▶ [SUPPLIED TEXT]
:::::
In 2005, Fia Backström organized lesser new york, coinciding with the second iteration of Greater New York, MoMA/PS1’s survey of regional contemporary art. Displayed in her apartment as “a fia backström production,” lesser new york was part exhibition, part artwork, and part response to the P.S.1 show.
In his foreword to Greater New York 2005, Glenn Lowry, director of MoMA, singled out the effect of “the dramatic expansion of the art market” on the curator’s process: “[in] many ways the five years between these exhibitions has seen both a physical and metaphorical reconfiguring of the topography of the New York art world, with the advent of a new generation of dealers and collectors paralleling that of the artists. Where in 2000 it was possible to do an exhibition like Greater New York by primarily limiting our field of vision to artists who had not yet received serious or extensive attention, this was impossible in 2005.”
This was the context of Backström’s lesser new york: a moment in which it could be argued that the influence of dealers and collectors had made it impossible for a museum to find enough artists who were interesting but had not yet received serious or extensive attention.
Rather than concede this point, Backström reoriented the question of market-driven attention away from the “who” and towards the “what,” pointing out that the market, and by extension, exhibitions conditioned by it, had not given serious or extensive attention to certain kinds of works, specifically printed ephemera. Backström devised a hanging system for ephemera from eighteen local artists, curators, writers, teachers, publishers, and galleries, along with her own printed matter which, as she wrote in the press release, had been made “not necessarily as pieces nor to be sold…items that may have fallen through the cracks…work which may not be defined as work and which sometimes leaves no trace behind—Invisible New York.” The works included scans, photocopies, screen grabs, and posters that Backström patterned on her apartment walls in forms that recalled the visual density of historical artists’ salons, but also the geometric expressions of concrete poetry, and the windowed, scrollable columns of digital publishing. Prefiguring several later works such as That Social Space between Speaking and Meaning (2008), the installation was legible as a multiplication of both commercial and communist display techniques: the department store window and the public reading board.
:::::
▶ [QUESTIONS TO ANSWER]
1. In the text about lesser new york, where was lesser new york displayed?
2. For each statement, say whether it agrees with the text about lesser new york. Answer yes or no and quote the deciding words of the text. (a) lesser new york was organized in 2005. (b) The ephemera came from twelve local sources. (c) Backström arranged the works in forms that recalled historical artists' salons.
3. Reproduce the part of the text about lesser new york that begins at the words "In 2005, Fia" and stops after "the P.S.1 show.".

▶ [PROVIDED INFORMATION]
:::::
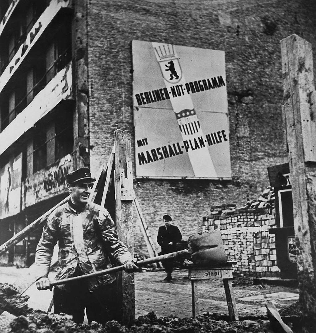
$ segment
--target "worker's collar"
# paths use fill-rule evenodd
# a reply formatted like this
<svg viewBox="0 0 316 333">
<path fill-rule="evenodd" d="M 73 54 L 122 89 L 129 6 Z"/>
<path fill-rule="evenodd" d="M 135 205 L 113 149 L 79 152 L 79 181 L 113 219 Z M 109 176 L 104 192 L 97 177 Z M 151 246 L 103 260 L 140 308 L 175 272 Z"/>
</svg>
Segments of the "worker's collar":
<svg viewBox="0 0 316 333">
<path fill-rule="evenodd" d="M 85 209 L 85 207 L 87 205 L 87 203 L 85 203 L 83 205 L 75 205 L 72 201 L 71 200 L 71 199 L 69 199 L 68 200 L 68 204 L 70 206 L 70 208 L 72 208 L 76 212 L 80 212 L 82 211 L 83 210 Z"/>
</svg>

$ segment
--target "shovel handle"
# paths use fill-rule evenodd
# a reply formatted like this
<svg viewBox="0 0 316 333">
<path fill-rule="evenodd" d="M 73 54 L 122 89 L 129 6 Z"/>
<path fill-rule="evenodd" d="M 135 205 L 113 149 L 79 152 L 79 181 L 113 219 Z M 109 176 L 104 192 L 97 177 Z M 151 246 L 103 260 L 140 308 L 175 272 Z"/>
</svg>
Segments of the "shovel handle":
<svg viewBox="0 0 316 333">
<path fill-rule="evenodd" d="M 187 256 L 189 255 L 190 252 L 188 249 L 182 250 L 181 251 L 177 251 L 176 252 L 172 252 L 166 254 L 162 254 L 161 255 L 158 255 L 156 257 L 152 257 L 142 260 L 139 260 L 135 263 L 135 264 L 137 266 L 141 267 L 148 264 L 152 264 L 154 262 L 161 261 L 167 259 L 171 259 L 174 258 L 177 258 L 179 257 Z M 73 277 L 69 277 L 68 279 L 63 279 L 62 280 L 59 280 L 56 281 L 53 281 L 50 284 L 50 287 L 54 286 L 57 286 L 60 284 L 63 284 L 67 282 L 72 282 L 78 280 L 82 280 L 83 279 L 87 279 L 89 277 L 95 277 L 96 276 L 100 276 L 105 274 L 108 274 L 111 273 L 116 273 L 124 270 L 124 265 L 122 265 L 112 268 L 108 268 L 107 269 L 103 269 L 102 270 L 98 271 L 94 273 L 90 273 L 85 275 L 80 275 L 78 276 Z"/>
</svg>

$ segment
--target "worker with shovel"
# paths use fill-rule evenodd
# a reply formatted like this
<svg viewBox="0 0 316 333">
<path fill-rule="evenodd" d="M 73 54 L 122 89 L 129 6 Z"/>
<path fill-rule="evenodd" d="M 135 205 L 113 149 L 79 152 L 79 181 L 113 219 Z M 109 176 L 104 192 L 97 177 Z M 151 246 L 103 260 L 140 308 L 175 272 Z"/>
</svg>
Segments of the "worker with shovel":
<svg viewBox="0 0 316 333">
<path fill-rule="evenodd" d="M 178 227 L 171 224 L 172 219 L 170 216 L 164 215 L 162 218 L 165 225 L 159 227 L 157 242 L 161 247 L 161 254 L 165 254 L 175 251 L 176 244 L 182 239 L 182 235 Z M 172 279 L 171 273 L 173 270 L 173 263 L 172 259 L 169 259 L 163 262 L 165 271 L 167 273 L 164 281 L 170 281 Z"/>
<path fill-rule="evenodd" d="M 124 265 L 127 272 L 138 267 L 127 248 L 118 239 L 114 223 L 105 208 L 88 198 L 96 179 L 88 168 L 66 176 L 69 201 L 57 208 L 47 219 L 36 250 L 35 263 L 37 289 L 51 288 L 47 277 L 55 245 L 58 242 L 56 279 L 85 275 L 109 268 L 114 263 Z M 75 280 L 54 289 L 54 312 L 72 316 L 82 323 L 85 310 L 88 322 L 104 325 L 115 319 L 117 298 L 113 273 Z"/>
</svg>

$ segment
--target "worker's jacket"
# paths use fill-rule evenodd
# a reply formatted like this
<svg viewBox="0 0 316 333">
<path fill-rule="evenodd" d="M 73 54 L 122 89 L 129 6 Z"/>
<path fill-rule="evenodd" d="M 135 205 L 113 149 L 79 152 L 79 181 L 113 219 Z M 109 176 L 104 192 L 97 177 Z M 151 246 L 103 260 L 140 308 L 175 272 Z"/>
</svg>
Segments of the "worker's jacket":
<svg viewBox="0 0 316 333">
<path fill-rule="evenodd" d="M 111 268 L 111 260 L 123 264 L 131 259 L 127 248 L 119 240 L 114 223 L 106 209 L 94 203 L 87 203 L 80 211 L 73 207 L 71 203 L 67 202 L 47 219 L 36 250 L 38 277 L 48 275 L 57 241 L 56 280 L 72 276 L 77 266 L 85 274 Z M 90 278 L 87 281 L 89 289 L 93 290 L 115 279 L 114 275 L 107 274 Z M 67 285 L 66 283 L 58 287 L 66 289 Z"/>
</svg>

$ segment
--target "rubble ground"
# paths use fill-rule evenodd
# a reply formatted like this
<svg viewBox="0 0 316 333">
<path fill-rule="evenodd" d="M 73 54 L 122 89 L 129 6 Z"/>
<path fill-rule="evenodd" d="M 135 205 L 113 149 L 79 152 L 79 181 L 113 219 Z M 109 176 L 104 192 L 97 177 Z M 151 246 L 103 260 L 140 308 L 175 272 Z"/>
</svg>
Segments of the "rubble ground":
<svg viewBox="0 0 316 333">
<path fill-rule="evenodd" d="M 187 299 L 184 299 L 184 295 L 189 293 L 190 287 L 187 272 L 175 271 L 173 274 L 174 279 L 169 283 L 163 281 L 164 274 L 162 271 L 135 274 L 137 319 L 129 327 L 121 326 L 114 321 L 108 322 L 105 327 L 96 323 L 77 325 L 67 315 L 47 313 L 30 307 L 28 305 L 28 296 L 21 295 L 8 283 L 0 283 L 0 308 L 11 311 L 17 316 L 8 316 L 7 322 L 5 324 L 0 318 L 1 333 L 277 333 L 277 331 L 273 330 L 267 316 L 266 311 L 265 312 L 250 311 L 256 307 L 262 307 L 265 299 L 263 296 L 260 298 L 261 292 L 258 286 L 247 284 L 250 283 L 249 279 L 245 284 L 241 283 L 240 280 L 236 280 L 237 283 L 234 289 L 237 307 L 240 309 L 240 321 L 231 322 L 228 321 L 227 304 L 223 301 L 225 301 L 223 298 L 225 297 L 223 290 L 223 294 L 220 294 L 223 289 L 220 285 L 220 280 L 213 281 L 211 284 L 201 285 L 201 314 L 193 318 L 190 312 L 191 304 L 189 295 L 187 295 Z M 288 294 L 295 295 L 293 292 L 296 292 L 294 289 L 280 286 L 272 286 L 270 289 L 270 299 L 273 300 L 276 304 L 280 292 L 285 293 L 285 297 Z M 147 295 L 146 298 L 143 296 L 143 293 Z M 164 297 L 163 300 L 160 297 L 160 293 L 162 293 L 163 298 Z M 178 295 L 178 299 L 174 299 L 175 295 Z M 245 296 L 249 297 L 245 298 Z M 295 299 L 295 301 L 289 300 L 288 298 L 284 299 L 287 300 L 277 304 L 280 313 L 295 333 L 301 333 L 300 313 L 297 299 Z M 173 303 L 170 303 L 172 300 Z M 174 302 L 177 302 L 176 307 L 172 305 L 175 304 Z M 218 304 L 220 306 L 217 308 L 216 304 Z M 11 306 L 9 308 L 9 305 Z M 180 315 L 173 314 L 176 313 L 175 307 L 178 308 L 177 313 Z M 181 308 L 184 309 L 182 312 L 180 311 Z M 205 311 L 207 308 L 209 312 Z M 217 312 L 215 312 L 217 310 Z"/>
</svg>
:::::
▶ [TASK RESPONSES]
1. In Fia Backström's apartment.

2.
(a) Yes: "In 2005, Fia Backström organized lesser new york"
(b) No: "ephemera from eighteen local artists, curators, writers, teachers, publishers, and galleries"
(c) Yes: "in forms that recalled the visual density of historical artists’ salons"

3.
In 2005, Fia Backström organized lesser new york, coinciding with the second iteration of Greater New York, MoMA/PS1’s survey of regional contemporary art. Displayed in her apartment as “a fia backström production,” lesser new york was part exhibition, part artwork, and part response to the P.S.1 show.